▶ _Directions_
State how many lines in the records below contain the word "plate". Reply with only the number.

▶ _The data_

########################################

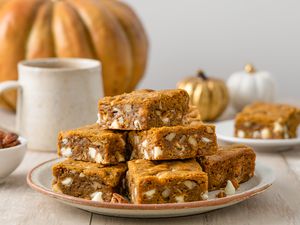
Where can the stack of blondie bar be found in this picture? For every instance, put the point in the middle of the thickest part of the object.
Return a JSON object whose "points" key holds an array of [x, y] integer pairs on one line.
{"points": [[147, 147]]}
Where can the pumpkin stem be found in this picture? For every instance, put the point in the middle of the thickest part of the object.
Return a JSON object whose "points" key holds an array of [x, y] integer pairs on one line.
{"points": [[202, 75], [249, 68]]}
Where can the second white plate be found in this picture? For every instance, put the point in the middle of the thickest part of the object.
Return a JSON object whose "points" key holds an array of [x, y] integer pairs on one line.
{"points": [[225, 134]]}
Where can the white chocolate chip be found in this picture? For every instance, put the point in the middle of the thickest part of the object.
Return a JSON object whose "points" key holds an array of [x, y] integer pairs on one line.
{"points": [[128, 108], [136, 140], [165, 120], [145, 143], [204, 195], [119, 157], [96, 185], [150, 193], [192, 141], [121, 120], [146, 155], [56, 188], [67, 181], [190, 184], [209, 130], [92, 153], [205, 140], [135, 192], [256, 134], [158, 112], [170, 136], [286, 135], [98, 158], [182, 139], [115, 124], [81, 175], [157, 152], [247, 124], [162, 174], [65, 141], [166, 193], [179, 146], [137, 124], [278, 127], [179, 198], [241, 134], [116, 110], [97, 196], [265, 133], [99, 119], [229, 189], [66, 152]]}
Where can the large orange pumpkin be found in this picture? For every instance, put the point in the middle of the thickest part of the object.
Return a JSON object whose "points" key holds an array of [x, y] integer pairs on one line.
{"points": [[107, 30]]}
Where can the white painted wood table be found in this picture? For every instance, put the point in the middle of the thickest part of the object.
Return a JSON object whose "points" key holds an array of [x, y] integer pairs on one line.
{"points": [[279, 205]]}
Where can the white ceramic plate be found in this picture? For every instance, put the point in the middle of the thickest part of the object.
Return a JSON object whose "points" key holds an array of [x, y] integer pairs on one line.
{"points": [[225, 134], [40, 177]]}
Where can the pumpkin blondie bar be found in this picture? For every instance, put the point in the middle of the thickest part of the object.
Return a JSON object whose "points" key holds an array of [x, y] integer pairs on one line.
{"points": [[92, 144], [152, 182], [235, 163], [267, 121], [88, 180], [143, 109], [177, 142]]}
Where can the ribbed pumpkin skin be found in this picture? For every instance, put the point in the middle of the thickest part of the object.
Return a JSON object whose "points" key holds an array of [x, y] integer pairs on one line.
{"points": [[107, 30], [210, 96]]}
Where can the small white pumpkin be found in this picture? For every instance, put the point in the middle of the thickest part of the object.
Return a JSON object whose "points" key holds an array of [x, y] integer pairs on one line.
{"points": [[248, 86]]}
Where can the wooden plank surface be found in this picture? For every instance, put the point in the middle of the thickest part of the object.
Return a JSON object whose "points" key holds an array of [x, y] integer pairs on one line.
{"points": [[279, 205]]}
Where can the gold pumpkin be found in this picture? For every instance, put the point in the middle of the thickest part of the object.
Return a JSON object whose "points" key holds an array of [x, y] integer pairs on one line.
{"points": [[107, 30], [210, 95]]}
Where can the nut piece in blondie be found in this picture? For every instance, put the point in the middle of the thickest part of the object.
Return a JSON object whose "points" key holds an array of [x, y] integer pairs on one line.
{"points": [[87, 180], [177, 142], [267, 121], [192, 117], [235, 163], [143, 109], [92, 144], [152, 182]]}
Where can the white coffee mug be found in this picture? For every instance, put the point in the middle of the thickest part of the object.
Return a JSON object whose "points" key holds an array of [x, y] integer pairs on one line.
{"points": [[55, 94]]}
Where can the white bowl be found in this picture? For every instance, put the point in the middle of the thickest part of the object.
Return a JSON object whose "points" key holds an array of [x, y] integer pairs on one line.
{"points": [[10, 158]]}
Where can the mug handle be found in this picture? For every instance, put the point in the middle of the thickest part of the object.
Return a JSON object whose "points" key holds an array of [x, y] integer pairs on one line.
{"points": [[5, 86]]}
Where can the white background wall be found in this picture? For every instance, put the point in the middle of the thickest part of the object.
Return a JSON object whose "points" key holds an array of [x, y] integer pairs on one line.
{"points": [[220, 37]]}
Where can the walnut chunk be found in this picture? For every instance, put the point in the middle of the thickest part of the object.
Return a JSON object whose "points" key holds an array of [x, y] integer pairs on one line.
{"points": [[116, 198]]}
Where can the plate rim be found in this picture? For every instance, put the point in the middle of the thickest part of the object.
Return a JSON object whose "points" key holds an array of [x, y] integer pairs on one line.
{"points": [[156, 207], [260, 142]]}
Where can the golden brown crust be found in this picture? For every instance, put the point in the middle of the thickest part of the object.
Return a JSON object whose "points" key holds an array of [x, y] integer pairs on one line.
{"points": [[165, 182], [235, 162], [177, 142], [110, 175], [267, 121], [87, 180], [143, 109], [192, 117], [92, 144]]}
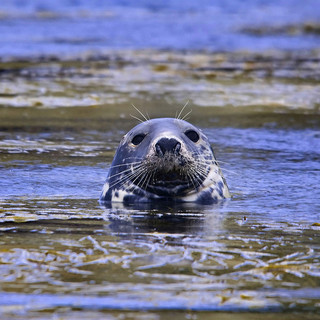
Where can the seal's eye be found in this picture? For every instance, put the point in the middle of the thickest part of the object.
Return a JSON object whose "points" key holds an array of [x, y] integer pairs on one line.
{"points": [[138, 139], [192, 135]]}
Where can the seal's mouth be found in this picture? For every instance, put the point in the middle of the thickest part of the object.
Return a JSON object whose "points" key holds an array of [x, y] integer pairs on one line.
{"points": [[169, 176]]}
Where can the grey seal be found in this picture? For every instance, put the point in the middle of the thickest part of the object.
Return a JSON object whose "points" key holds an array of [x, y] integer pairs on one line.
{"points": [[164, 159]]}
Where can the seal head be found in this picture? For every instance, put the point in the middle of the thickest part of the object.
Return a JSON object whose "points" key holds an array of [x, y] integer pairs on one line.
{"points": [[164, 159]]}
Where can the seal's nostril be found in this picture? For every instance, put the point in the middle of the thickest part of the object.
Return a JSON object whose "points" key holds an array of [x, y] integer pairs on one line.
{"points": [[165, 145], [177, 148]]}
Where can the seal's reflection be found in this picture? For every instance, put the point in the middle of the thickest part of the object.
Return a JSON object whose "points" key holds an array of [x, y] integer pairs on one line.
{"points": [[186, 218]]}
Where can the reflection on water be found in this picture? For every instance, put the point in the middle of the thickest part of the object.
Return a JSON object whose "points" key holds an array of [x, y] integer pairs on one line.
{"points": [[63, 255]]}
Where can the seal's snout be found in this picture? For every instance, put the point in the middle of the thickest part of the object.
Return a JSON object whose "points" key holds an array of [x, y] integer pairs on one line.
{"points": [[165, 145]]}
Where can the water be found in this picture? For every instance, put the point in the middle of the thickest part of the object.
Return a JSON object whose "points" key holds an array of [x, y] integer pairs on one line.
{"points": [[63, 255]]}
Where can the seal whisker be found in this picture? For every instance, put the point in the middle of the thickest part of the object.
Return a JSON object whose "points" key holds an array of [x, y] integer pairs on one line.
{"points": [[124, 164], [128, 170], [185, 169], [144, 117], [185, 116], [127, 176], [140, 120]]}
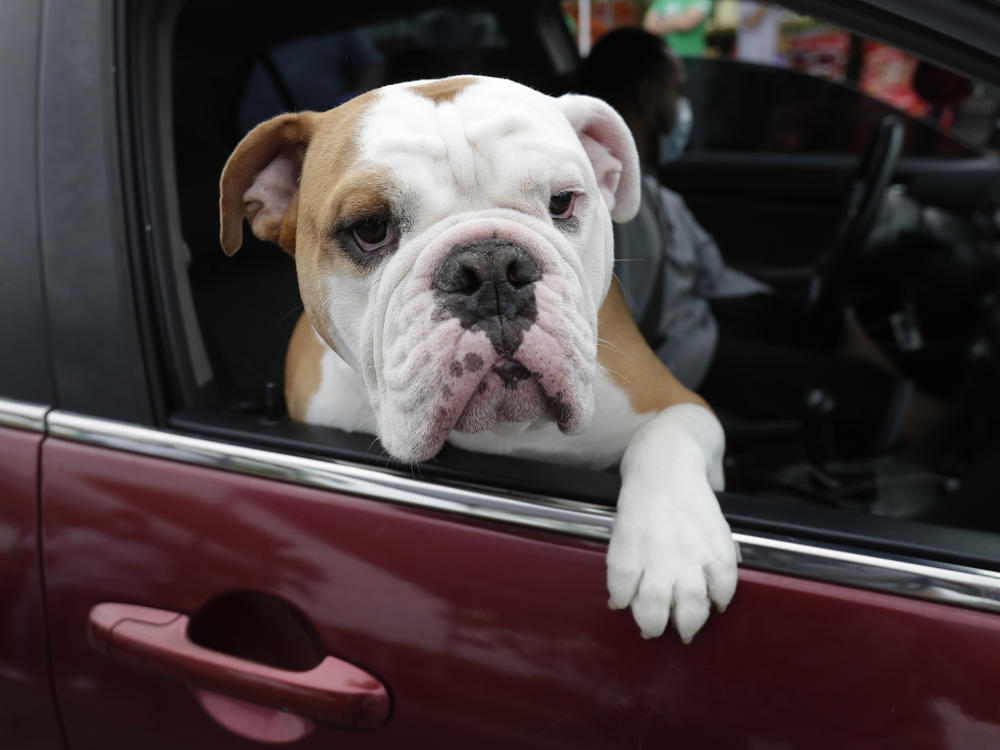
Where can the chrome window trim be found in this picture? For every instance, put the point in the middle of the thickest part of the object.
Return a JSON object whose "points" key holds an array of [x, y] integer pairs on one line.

########################################

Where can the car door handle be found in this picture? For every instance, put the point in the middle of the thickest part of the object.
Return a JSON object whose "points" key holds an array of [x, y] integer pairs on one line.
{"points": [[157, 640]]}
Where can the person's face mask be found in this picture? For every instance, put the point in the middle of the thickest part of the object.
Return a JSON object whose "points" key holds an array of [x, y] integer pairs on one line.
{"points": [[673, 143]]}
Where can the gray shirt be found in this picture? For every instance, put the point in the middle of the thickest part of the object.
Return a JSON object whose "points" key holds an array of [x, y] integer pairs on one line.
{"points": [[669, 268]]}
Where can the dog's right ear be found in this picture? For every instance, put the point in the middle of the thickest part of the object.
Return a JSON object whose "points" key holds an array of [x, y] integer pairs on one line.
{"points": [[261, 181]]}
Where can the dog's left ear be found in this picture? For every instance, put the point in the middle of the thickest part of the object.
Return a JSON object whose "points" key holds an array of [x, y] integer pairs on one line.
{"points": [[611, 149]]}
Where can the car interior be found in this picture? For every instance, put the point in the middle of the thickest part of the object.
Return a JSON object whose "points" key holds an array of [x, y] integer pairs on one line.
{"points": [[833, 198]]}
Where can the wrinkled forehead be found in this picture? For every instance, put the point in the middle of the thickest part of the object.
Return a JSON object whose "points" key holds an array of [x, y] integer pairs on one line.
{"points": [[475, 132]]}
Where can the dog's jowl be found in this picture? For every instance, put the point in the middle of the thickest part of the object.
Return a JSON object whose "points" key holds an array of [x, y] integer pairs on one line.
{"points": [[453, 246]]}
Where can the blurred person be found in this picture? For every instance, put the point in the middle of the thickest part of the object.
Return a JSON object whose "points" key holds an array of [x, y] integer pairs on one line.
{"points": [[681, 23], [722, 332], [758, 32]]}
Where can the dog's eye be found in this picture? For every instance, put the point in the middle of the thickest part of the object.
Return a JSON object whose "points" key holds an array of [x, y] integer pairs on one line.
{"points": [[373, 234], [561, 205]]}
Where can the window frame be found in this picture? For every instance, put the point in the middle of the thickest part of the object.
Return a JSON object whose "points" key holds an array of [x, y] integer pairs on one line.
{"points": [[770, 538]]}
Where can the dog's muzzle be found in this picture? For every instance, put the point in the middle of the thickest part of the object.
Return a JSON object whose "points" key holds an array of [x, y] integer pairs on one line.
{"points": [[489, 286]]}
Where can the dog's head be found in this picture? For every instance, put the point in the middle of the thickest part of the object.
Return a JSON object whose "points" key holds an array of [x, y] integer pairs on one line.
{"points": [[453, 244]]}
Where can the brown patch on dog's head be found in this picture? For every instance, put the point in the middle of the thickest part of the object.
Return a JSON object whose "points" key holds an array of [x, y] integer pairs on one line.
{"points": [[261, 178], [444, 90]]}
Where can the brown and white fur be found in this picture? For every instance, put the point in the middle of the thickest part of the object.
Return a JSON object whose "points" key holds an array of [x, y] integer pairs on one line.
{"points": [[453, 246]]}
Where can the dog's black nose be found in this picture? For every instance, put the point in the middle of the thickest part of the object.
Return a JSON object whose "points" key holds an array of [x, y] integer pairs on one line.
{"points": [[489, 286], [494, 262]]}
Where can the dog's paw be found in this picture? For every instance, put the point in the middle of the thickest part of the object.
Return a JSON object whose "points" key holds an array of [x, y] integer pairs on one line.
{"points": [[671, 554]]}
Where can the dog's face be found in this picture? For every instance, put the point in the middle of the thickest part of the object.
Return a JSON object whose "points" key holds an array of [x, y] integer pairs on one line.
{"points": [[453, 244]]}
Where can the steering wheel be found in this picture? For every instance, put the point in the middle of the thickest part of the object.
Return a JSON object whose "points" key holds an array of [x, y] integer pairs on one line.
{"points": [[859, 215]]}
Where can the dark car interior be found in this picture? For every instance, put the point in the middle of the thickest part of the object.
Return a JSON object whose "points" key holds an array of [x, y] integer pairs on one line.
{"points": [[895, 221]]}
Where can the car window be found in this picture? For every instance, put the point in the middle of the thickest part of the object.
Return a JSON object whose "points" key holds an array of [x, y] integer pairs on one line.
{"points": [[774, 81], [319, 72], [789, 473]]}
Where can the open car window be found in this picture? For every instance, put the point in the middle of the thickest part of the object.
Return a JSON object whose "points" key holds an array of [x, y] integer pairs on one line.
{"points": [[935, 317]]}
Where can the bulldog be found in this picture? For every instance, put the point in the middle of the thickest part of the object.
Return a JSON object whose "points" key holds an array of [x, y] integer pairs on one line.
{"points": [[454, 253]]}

########################################

▶ _Expected output_
3